*** Document segment Section Begins ***

As more companies implement AI into their various devices, the practice has undergone extensive criticism over the limitations of conventional AI algorithms, despite their innate nature to evolve and grow. As such, when experts are developing new AI algorithms that can adapt to situations that have a lack of data, it merits interest.
On January 11th four leading poker players were invited to play against a new artificial intelligence named Libratus at the Rivers Casino in Pittsburgh. They are to compete with the AI until the 30th and play approximately 120,000 games of Heads-up, No-Limit Texas Hold’em poker with the machine. Each game would be two-player (the pros’ specialty) and, if the human players win, they would receive shares of a $200,000 prize.
As of this writing, Libratus holds a $701,242 lead. And it’s growing.
Libratus was developed at Carnegie Mellon University by Professor Tuomas Sandholm and Noam Brown and it is their second attempt at creating an AI designed to win at poker. The previous attempt, known as Claudico, went up against another team of experts in 2015 and lost to them. Team members Jason Les and Dong Kim were invited back for this round, joined by Daniel McAulay and Jimmy Chou. The team of human professionals has battled the AI diligently but find that it adapts quickly to their strategies. “Every time we find a weakness, it learns from us and the weakness disappears the next day.” Said Chou.
The major point of interest isn’t just that Libratus is in the lead, it’s the fact that it is capable of one in the first place. Successfully playing poker requires two things of the AI: one, that it make correct decisions based on incomplete or deliberately misleading data (the player’s hand and bluff) and two, that it varies its strategy enough that the human players cannot tell if and when it’s bluffing.
The ability of an AI to interpret incomplete or potentially false data is a breakthrough for the technology. It can easily be applied to fields like medicine, military, or major business and investments; all of which are situations where people are faced with incomplete or often misleading data.
If Libratus wins, it will have surpassed the success of DeepStack, who was also pitted against expert poker players in similar conditions and won but did so over 44,000 hands, a little over a third of Libratus’s final total. Libratus’s total game count should lead to a greater range of statistical data for the researchers to work with for future implementations of the concept.
Right now, the question is if the players can rally and defeat Libratus before they run out of games to beat the machine. The Rivers Casino is currently streaming the game and will do so until the tests end on the 30th.

*** Document segment Section Ends ***

> Assignment
In the article about the Libratus poker match, where did the four professional players compete against the AI?

*** Listed entries Section Begins ***

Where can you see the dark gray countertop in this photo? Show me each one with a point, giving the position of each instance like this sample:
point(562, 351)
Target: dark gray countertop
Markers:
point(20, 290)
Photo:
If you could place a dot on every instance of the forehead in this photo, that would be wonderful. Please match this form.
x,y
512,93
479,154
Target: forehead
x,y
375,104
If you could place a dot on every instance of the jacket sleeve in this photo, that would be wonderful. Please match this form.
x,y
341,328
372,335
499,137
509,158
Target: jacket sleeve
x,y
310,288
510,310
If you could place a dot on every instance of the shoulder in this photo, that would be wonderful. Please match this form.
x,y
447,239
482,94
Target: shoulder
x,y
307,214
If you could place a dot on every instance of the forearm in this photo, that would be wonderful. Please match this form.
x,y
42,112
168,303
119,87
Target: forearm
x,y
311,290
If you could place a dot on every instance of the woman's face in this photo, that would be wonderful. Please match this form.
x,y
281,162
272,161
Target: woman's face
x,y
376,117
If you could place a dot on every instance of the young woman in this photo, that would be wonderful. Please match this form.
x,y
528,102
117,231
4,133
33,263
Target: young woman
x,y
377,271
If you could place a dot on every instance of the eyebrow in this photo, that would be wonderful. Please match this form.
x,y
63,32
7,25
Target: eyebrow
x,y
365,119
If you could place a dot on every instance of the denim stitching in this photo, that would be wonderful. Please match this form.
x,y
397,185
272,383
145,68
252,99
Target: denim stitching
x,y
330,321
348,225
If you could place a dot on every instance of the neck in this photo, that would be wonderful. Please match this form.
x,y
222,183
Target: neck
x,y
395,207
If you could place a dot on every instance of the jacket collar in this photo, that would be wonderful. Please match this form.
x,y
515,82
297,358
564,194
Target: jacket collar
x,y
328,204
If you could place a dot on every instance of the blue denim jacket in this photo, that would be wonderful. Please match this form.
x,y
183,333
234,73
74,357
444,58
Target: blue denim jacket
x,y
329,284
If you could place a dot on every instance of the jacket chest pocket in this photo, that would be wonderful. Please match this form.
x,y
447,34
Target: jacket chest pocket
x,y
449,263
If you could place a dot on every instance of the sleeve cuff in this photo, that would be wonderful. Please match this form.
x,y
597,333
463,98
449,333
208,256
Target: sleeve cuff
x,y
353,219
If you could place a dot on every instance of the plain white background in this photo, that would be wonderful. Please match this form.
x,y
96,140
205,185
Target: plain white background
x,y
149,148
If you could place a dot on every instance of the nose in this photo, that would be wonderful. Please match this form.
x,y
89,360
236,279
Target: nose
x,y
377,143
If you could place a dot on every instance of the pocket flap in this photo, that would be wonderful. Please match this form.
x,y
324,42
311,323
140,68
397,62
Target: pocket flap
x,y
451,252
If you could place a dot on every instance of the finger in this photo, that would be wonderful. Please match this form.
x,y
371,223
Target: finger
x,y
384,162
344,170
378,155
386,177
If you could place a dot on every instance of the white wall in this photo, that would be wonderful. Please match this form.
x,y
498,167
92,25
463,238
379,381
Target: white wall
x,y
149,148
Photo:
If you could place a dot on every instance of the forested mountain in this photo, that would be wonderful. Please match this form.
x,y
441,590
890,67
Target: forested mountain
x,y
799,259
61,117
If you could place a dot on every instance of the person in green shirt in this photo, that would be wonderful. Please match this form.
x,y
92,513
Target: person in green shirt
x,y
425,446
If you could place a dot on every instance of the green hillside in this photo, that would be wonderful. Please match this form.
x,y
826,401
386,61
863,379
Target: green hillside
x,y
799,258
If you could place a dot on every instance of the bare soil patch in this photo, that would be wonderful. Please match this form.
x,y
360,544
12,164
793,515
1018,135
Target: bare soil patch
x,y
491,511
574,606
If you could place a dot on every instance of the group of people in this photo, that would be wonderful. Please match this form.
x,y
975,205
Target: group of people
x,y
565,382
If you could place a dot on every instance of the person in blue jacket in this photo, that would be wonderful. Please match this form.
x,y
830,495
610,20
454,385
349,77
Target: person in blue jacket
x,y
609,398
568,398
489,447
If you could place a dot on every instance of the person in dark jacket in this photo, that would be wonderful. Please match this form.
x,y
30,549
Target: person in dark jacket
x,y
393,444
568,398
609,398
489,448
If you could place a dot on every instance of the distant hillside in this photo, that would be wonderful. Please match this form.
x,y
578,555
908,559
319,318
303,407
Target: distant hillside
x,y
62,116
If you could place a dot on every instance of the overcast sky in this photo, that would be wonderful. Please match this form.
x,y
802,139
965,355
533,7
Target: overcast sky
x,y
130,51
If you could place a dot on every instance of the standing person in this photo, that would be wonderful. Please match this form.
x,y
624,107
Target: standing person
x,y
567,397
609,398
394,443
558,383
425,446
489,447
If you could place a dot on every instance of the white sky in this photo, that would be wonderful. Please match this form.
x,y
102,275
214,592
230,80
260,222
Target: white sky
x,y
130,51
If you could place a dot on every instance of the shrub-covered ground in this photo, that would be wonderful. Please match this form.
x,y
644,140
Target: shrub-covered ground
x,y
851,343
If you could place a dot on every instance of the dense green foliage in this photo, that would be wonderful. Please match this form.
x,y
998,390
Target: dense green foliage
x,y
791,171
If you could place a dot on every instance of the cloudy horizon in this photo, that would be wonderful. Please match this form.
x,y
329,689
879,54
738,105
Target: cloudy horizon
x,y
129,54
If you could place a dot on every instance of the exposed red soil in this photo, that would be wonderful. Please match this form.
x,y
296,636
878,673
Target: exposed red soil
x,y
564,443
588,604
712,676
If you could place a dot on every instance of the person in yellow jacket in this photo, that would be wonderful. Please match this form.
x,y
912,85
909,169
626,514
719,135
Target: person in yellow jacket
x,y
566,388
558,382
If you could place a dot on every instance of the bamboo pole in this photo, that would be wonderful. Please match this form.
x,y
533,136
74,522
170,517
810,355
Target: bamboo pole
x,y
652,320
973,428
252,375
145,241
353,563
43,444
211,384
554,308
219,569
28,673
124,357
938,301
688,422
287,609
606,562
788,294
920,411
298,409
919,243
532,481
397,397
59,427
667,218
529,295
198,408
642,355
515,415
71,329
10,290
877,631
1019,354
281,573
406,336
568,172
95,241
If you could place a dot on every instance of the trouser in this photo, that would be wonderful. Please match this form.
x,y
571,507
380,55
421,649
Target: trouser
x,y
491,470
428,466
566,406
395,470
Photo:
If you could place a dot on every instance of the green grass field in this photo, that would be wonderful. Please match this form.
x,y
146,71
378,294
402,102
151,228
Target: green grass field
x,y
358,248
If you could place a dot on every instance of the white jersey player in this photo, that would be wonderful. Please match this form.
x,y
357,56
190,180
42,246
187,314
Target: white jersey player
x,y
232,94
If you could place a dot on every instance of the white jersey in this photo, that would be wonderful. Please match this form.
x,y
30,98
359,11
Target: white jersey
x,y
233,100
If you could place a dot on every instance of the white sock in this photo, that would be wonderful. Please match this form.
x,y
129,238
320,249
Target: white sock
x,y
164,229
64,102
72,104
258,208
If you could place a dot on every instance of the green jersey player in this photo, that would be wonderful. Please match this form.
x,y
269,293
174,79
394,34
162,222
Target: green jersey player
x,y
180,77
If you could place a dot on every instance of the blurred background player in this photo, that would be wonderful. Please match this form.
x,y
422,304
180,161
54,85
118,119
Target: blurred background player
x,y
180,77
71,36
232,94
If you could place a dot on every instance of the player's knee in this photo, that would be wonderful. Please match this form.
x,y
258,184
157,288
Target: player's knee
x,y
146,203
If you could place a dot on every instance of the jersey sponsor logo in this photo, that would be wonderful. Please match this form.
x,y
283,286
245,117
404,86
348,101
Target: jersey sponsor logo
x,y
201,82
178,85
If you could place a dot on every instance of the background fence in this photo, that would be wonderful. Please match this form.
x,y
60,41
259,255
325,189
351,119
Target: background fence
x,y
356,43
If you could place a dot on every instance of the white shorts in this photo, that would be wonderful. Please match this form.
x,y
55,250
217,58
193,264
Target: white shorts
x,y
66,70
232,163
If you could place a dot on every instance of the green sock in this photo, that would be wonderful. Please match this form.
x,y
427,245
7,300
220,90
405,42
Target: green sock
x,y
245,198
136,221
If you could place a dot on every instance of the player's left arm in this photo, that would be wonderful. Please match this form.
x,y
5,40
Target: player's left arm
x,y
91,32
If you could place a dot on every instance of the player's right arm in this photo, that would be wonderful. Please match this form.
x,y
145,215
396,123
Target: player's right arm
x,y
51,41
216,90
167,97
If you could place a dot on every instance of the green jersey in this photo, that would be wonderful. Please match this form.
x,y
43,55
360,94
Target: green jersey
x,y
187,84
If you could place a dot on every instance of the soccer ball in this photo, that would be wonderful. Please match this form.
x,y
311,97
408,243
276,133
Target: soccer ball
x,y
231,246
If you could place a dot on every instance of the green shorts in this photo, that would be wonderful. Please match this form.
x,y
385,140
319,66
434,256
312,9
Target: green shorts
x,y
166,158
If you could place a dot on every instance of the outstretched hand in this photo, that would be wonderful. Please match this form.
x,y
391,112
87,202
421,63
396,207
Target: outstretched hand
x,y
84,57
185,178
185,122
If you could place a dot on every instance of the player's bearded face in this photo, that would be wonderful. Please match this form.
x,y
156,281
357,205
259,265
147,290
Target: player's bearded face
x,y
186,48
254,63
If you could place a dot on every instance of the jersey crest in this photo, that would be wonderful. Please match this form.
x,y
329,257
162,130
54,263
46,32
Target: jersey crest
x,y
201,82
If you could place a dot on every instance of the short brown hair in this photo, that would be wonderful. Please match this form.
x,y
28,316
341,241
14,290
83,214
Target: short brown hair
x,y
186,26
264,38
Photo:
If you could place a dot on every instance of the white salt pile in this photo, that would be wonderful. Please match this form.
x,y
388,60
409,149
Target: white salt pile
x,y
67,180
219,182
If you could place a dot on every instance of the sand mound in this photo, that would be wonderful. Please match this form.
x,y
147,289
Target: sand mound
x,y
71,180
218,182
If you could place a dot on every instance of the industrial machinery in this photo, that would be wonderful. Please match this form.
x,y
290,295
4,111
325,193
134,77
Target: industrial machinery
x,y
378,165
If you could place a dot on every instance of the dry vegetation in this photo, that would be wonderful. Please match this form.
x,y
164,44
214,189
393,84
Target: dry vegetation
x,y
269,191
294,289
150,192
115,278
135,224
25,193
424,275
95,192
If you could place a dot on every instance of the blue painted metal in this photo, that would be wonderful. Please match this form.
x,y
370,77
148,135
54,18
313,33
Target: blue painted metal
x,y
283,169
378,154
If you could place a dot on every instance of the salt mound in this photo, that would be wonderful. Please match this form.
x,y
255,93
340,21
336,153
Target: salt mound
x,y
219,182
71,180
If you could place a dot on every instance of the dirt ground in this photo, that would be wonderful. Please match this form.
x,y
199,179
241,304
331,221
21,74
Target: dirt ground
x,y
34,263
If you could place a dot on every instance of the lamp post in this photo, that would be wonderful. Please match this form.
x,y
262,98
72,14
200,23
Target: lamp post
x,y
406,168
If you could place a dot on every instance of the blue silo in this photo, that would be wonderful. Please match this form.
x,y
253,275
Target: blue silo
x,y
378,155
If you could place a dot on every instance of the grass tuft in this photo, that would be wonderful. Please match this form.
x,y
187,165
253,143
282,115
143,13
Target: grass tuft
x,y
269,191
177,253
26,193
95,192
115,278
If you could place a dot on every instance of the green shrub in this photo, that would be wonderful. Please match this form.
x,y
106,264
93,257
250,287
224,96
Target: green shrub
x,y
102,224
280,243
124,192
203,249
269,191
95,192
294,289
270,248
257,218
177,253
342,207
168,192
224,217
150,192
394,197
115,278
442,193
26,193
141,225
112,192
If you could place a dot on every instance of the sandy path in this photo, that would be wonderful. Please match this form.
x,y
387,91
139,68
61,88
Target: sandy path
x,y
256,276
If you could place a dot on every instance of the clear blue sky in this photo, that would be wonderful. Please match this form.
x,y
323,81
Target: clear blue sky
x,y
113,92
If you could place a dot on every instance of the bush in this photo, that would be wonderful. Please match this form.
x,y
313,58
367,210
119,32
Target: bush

*** Listed entries Section Ends ***

> Solution to this task
At the Rivers Casino in Pittsburgh.